[Data items]
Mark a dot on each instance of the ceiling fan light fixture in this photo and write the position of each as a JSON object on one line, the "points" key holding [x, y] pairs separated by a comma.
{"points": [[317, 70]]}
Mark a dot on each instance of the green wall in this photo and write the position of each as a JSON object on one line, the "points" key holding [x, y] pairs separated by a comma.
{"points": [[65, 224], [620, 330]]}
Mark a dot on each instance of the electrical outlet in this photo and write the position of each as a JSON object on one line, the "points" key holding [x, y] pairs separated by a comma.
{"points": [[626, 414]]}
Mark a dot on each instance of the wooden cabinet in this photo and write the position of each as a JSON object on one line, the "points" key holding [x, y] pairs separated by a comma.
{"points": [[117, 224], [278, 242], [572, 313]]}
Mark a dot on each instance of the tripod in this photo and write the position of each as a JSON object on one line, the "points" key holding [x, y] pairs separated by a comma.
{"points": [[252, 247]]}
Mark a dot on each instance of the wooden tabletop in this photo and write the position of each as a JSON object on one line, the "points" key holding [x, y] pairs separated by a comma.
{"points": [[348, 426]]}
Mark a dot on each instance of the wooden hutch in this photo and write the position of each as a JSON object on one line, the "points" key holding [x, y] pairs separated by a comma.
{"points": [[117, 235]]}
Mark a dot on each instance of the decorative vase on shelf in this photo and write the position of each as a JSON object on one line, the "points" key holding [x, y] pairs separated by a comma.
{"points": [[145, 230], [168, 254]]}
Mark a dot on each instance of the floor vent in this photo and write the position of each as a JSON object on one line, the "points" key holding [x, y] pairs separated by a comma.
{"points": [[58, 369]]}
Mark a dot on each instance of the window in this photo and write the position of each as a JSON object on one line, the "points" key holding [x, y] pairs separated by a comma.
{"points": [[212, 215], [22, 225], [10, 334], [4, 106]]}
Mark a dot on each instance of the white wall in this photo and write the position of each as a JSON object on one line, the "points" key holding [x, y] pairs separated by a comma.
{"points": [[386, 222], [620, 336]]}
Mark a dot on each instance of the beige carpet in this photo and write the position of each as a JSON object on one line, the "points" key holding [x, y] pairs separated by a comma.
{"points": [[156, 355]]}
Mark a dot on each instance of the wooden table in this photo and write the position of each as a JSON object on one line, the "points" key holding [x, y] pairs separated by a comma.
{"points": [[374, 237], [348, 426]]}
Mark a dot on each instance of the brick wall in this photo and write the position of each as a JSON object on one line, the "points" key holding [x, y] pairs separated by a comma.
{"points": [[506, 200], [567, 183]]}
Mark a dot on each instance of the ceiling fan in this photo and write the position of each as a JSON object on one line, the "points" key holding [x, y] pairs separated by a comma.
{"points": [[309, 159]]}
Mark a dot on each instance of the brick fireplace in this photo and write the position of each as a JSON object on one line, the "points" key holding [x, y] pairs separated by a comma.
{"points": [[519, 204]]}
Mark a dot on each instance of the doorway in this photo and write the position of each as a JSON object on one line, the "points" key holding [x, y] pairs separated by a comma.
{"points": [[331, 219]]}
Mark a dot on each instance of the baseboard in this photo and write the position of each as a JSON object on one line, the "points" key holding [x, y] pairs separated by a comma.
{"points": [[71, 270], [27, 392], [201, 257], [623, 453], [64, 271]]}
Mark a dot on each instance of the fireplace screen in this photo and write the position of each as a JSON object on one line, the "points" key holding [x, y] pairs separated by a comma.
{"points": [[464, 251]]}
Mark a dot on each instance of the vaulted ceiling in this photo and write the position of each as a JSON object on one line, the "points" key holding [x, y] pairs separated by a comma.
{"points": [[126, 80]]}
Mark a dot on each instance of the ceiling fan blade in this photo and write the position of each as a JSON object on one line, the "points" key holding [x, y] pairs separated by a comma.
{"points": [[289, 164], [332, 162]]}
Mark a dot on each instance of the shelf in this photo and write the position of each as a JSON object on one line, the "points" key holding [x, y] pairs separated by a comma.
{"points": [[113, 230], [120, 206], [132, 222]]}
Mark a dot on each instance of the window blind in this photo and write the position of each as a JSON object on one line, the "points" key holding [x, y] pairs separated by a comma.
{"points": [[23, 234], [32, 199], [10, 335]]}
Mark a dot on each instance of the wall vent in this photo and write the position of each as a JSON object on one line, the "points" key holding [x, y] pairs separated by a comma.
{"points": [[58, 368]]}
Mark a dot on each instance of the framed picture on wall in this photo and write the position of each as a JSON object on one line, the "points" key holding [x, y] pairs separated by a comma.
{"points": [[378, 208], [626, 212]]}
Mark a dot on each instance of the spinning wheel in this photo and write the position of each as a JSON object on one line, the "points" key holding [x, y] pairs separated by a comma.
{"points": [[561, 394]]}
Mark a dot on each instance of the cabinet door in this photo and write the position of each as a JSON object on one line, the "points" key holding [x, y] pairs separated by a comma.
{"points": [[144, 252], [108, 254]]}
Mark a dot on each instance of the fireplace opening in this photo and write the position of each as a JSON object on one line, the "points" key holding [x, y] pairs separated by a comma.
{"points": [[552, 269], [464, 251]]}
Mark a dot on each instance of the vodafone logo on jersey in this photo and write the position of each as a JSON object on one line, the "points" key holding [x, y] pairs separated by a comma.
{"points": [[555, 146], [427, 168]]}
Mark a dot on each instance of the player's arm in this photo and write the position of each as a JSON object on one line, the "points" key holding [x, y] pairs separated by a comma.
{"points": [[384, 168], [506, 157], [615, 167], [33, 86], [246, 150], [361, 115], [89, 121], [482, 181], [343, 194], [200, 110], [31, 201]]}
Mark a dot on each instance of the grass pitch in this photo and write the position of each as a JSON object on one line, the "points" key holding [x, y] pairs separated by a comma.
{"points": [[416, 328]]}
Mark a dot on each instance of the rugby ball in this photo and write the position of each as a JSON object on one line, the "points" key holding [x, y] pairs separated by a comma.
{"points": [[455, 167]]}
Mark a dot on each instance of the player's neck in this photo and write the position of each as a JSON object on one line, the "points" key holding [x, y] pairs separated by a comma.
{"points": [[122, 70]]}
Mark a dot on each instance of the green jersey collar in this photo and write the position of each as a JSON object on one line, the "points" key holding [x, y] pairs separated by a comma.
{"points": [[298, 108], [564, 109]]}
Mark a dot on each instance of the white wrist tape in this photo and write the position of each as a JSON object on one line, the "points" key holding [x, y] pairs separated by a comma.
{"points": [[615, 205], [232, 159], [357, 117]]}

▶ REQUIREMENT: Extract, unchanged, the closing run of lines that opens with the line containing "Mark a dot on each instance of the player's neck" and ends with the last line.

▶ RESPONSE:
Mark a dot on each instance of the player's neck in this photo and write the position of each as a JSON object on one line, the "points" key holding [x, y] pairs separated by a comma.
{"points": [[122, 70]]}
Mark a dot on each instance of the green jersey collar in this photo and write the position of each as a JSON object on one line, the "points" key holding [x, y] pairs separated by a comma.
{"points": [[298, 108], [564, 109]]}
Mark a dot on each instance of the white wrist tape in this photo and write the position of each as a JSON object on one line, the "points" key holding [x, y] pairs separated by a comma.
{"points": [[615, 205], [232, 159], [357, 117]]}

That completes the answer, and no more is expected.